| The data |
▼▼▼
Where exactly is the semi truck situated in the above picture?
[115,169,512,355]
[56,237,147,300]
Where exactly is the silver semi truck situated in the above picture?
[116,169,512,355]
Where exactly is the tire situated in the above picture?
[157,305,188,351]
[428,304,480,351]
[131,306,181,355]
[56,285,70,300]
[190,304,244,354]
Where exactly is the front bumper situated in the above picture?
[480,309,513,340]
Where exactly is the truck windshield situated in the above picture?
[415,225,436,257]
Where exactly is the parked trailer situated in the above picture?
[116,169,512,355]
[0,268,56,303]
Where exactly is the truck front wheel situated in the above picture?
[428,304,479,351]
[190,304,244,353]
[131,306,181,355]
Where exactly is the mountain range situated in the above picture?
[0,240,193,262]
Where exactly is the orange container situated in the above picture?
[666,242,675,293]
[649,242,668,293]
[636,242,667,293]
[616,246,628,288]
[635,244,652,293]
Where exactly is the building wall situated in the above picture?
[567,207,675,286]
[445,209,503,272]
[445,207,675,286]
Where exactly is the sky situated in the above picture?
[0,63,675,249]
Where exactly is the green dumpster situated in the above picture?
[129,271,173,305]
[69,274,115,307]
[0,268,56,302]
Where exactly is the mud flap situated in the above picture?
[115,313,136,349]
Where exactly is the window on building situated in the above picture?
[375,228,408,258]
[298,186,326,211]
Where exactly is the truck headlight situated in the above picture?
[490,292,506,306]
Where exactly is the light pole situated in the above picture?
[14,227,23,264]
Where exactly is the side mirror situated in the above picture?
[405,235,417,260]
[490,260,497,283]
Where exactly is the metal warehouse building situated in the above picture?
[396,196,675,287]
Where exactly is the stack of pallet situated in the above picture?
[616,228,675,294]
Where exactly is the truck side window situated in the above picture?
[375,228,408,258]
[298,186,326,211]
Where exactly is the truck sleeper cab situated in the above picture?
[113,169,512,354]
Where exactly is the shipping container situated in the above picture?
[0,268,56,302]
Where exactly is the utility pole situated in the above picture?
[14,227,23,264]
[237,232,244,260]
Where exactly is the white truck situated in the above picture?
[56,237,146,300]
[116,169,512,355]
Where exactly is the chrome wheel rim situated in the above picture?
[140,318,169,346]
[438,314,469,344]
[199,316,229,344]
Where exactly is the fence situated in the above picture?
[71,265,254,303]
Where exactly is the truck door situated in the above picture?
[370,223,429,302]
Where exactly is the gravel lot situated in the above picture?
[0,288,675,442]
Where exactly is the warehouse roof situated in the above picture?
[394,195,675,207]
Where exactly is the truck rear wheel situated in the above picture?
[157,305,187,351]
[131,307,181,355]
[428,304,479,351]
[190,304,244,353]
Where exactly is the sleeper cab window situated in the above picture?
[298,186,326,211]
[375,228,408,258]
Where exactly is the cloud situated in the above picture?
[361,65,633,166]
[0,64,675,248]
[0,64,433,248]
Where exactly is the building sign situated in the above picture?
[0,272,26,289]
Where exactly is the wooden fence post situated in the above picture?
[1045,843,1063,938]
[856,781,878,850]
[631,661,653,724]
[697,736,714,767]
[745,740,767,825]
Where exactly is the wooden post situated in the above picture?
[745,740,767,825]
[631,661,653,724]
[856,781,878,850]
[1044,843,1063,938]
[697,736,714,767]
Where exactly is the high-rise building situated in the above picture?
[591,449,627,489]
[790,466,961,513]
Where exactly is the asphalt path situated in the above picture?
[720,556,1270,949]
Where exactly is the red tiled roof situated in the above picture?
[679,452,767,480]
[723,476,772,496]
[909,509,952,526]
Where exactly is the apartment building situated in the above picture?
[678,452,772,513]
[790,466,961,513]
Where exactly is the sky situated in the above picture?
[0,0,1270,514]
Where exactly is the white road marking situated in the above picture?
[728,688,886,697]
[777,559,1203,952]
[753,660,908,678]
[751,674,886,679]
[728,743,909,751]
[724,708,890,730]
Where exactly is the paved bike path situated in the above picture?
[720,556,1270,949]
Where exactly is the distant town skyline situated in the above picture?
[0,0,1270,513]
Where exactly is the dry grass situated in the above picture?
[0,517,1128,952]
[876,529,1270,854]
▲▲▲
| Set exercise |
Express as a JSON list of strings, one string per line with blank lines omitted, the material from the line with "Where exactly is the white truck" to the line with "[0,64,433,248]".

| Full answer |
[
  "Where exactly is the white truck situated in the above picture?",
  "[56,237,146,300]",
  "[116,169,512,355]",
  "Where exactly is the chrome wheel rim situated in the above picture?",
  "[140,318,169,346]",
  "[438,314,469,344]",
  "[199,316,229,344]",
  "Where exactly is the fence situated in the above picture?",
  "[71,265,254,303]",
  "Where exactly is the truck door situated in the above picture?",
  "[370,223,429,302]",
  "Where exactly is the gravel lot situated in the above picture?",
  "[0,288,675,442]",
  "Where exactly is the warehouse roof situated in the above picture?",
  "[394,195,675,207]",
  "Where exactly is the truck rear wheel situated in the above picture?",
  "[157,305,187,351]",
  "[131,307,181,355]",
  "[428,304,479,351]",
  "[190,304,244,353]",
  "Where exactly is the sleeper cab window situated in the above picture?",
  "[298,186,326,211]",
  "[375,228,408,258]",
  "Where exactly is the cloud situated in the above picture?",
  "[361,65,633,166]",
  "[0,64,675,248]",
  "[0,64,433,248]"
]